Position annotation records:

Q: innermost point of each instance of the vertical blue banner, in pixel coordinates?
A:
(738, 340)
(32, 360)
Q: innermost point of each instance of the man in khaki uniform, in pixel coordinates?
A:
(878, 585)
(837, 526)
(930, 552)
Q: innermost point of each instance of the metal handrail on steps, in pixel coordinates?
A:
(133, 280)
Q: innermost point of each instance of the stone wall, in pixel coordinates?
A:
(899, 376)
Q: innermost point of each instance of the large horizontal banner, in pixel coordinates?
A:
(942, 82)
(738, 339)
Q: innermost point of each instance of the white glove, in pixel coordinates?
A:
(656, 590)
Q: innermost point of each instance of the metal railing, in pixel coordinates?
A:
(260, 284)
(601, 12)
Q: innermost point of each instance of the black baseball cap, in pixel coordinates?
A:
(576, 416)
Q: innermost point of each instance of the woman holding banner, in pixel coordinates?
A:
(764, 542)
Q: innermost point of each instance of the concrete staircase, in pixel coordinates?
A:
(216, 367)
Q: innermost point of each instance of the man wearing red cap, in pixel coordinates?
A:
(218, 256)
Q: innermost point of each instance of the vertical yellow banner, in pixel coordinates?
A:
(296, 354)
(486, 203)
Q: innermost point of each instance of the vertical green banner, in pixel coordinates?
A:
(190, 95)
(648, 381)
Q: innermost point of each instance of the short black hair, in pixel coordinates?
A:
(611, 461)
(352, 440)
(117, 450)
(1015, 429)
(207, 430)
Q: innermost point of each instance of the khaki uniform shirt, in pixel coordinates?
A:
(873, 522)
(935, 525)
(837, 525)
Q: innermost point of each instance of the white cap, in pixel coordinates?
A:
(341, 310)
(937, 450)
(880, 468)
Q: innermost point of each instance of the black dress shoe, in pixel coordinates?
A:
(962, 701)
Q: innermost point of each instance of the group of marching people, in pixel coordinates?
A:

## TASK DETAILS
Quote, without any change, each line from the one that contains "Q: innermost point of each instance of the man in" through the end of the material.

## REPLY TO THE EXERCISE
Q: innermost point of each instance of the man in khaki uniform, in pixel coordinates?
A:
(878, 585)
(837, 526)
(930, 552)
Q: innermost point of each instance of the metal handrail on steps, in pixel coordinates?
A:
(133, 280)
Q: innermost point of each instance of the stone wall, in pixel coordinates?
A:
(899, 376)
Q: innermost point of each instance of the large horizontal banner, in pixel coordinates?
A:
(942, 82)
(738, 339)
Q: innermost point of each instance of the white glove, in pixel coordinates?
A:
(656, 590)
Q: innermost point of each instance of the metal railing, in pixel coordinates?
A:
(260, 284)
(601, 12)
Q: innermost point of each instance of the black baseball cap, in pixel coordinates?
A:
(576, 416)
Q: innermost point of each instance of the woman holding banner, in pixel coordinates?
A:
(764, 542)
Q: innermost point of each instance of the concrete staircase, in pixel coordinates?
A:
(216, 367)
Q: innermost point of each instance of the man wearing red cap, in pixel coordinates?
A:
(218, 256)
Q: innermost point of each instance of the vertical yellow banner, in pixel coordinates?
A:
(296, 354)
(486, 203)
Q: innermost point of each instance of the vertical green banner, in pixel coordinates?
A:
(190, 95)
(648, 381)
Q: innermost point of each instance of the short black hair, in pixel coordinates?
A:
(611, 461)
(352, 440)
(117, 450)
(1015, 429)
(207, 430)
Q: innermost point of each instance of the khaki uniform shirt, in pixel coordinates?
A:
(873, 522)
(935, 525)
(837, 525)
Q: innermost point of each instance of the white cap, in pixel coordinates?
A:
(341, 310)
(937, 450)
(880, 468)
Q: innermost point of each instance of the black dress shoe, in pixel coordinates?
A:
(962, 701)
Q: innermost point of each instance of the group of marching people, in pixel coordinates?
A:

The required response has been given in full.